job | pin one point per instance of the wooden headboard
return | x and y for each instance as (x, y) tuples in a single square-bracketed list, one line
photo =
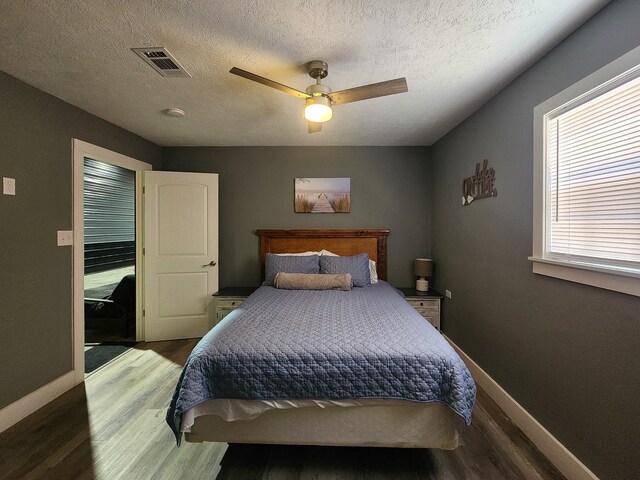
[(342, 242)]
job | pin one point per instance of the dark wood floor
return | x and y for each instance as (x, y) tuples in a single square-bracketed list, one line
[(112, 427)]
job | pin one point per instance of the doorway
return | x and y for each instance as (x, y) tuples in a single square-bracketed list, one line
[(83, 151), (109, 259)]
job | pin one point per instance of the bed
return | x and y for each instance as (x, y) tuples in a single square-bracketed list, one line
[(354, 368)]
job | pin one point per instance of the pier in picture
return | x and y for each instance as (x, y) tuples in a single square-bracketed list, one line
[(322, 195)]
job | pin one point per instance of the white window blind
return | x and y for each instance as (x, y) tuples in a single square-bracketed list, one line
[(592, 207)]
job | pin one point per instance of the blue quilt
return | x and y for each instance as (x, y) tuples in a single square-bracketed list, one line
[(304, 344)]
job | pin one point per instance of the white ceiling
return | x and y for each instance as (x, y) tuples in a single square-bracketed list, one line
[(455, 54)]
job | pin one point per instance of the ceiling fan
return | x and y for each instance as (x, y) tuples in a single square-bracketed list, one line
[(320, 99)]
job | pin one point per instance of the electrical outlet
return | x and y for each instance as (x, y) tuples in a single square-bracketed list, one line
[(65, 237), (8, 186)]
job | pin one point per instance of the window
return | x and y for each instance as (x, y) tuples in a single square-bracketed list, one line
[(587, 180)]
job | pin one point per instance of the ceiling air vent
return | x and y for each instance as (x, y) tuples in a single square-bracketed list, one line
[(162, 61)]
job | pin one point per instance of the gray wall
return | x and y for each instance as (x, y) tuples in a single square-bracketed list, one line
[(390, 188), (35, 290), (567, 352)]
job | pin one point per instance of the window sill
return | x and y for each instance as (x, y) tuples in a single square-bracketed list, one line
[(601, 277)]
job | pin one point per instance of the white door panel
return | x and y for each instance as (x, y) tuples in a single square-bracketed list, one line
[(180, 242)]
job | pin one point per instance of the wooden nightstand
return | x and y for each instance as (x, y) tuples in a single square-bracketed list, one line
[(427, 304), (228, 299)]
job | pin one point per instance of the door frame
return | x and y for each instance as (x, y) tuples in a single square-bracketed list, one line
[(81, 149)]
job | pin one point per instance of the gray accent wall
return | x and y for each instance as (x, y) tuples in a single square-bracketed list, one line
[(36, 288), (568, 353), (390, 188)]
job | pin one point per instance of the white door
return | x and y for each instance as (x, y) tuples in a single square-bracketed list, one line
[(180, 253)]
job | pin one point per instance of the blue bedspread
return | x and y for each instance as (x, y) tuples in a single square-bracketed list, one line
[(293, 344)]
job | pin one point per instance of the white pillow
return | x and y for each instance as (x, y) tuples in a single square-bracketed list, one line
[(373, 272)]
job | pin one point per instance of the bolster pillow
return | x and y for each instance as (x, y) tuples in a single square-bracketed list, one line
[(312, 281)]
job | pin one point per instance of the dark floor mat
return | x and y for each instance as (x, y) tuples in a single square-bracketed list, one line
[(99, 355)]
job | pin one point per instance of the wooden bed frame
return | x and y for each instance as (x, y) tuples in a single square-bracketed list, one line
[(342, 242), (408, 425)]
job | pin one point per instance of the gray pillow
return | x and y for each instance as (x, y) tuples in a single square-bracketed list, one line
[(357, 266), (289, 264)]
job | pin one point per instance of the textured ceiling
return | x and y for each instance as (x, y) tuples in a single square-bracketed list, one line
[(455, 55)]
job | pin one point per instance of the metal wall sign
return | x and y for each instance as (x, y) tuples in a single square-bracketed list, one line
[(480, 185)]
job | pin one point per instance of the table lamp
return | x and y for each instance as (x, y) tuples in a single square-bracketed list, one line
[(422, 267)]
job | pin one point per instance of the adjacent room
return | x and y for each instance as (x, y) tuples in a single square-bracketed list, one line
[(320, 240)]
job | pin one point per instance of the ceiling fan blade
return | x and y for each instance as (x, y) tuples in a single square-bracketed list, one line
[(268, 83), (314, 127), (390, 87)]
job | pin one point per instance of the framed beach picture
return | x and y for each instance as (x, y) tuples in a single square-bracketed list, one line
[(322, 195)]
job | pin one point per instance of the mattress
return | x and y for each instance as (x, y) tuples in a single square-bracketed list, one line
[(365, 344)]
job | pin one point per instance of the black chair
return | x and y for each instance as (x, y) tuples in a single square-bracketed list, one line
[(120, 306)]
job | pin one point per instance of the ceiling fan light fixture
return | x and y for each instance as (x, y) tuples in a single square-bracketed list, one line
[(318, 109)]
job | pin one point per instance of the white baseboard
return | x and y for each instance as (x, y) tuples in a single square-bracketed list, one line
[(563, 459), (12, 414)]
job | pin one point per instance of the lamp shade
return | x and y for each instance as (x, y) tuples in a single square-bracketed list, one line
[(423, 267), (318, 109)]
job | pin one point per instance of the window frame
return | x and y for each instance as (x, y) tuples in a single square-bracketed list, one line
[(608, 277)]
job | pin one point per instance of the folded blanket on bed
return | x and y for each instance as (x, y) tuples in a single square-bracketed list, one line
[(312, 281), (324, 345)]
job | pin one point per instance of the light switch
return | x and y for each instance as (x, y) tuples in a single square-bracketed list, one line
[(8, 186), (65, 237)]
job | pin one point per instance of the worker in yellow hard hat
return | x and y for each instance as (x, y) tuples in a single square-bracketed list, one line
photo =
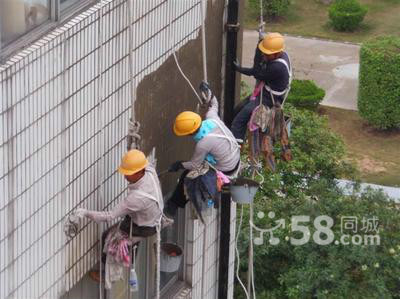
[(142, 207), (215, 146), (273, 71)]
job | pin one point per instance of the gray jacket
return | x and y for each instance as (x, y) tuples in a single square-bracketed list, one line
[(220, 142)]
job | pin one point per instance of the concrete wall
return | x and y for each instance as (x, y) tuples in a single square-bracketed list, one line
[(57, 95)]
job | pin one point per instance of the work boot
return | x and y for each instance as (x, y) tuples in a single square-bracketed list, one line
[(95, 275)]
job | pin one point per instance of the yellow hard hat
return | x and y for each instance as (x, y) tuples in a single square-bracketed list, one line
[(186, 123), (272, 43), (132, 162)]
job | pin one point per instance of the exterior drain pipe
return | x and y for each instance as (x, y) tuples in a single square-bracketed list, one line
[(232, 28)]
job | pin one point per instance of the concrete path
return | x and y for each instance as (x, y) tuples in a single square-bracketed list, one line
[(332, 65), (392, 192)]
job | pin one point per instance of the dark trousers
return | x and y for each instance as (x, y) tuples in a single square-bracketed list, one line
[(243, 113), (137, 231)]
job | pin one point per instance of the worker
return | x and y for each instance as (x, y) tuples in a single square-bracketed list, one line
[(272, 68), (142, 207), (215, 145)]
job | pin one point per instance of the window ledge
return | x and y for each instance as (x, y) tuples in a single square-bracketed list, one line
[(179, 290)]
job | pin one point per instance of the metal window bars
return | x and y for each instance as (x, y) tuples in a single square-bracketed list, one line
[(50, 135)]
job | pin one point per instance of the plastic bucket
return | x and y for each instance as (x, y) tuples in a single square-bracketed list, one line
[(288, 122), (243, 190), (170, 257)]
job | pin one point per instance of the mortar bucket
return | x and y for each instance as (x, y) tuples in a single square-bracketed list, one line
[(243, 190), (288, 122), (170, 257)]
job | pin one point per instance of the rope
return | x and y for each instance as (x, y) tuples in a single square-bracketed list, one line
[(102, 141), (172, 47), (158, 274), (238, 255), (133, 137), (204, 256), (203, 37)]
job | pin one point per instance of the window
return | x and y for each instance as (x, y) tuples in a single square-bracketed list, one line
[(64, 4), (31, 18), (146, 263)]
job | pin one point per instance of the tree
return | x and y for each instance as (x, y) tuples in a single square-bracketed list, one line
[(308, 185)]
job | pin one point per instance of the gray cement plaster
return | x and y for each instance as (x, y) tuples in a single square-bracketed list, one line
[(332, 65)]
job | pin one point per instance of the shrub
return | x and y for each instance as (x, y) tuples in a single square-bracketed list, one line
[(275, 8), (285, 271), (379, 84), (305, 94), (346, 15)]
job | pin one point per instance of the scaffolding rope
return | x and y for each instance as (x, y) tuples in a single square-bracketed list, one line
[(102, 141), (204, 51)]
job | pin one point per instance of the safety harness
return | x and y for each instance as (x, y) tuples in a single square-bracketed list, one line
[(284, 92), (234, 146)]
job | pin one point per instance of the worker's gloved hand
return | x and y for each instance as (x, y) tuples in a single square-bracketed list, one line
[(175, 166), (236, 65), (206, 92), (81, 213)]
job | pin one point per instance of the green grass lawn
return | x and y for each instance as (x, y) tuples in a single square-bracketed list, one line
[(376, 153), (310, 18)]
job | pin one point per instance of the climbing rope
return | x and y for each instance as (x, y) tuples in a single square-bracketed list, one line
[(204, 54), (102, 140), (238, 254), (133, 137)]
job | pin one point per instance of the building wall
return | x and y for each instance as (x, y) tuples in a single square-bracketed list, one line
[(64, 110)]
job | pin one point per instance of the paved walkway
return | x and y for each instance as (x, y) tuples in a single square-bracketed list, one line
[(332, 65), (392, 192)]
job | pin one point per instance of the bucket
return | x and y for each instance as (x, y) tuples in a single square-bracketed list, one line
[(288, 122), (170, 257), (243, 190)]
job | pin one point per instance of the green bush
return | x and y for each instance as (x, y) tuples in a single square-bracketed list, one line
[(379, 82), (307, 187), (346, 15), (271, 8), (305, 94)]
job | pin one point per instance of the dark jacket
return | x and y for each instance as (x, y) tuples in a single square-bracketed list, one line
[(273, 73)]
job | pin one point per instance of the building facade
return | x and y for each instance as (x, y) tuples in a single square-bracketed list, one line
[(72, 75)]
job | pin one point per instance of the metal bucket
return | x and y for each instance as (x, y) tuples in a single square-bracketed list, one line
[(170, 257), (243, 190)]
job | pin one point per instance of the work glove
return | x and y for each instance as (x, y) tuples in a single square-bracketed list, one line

------

List all lines in the material containing the string "jacket".

job | pin one point per instance of the gray jacket
job | pin one point per instance of the dark jacket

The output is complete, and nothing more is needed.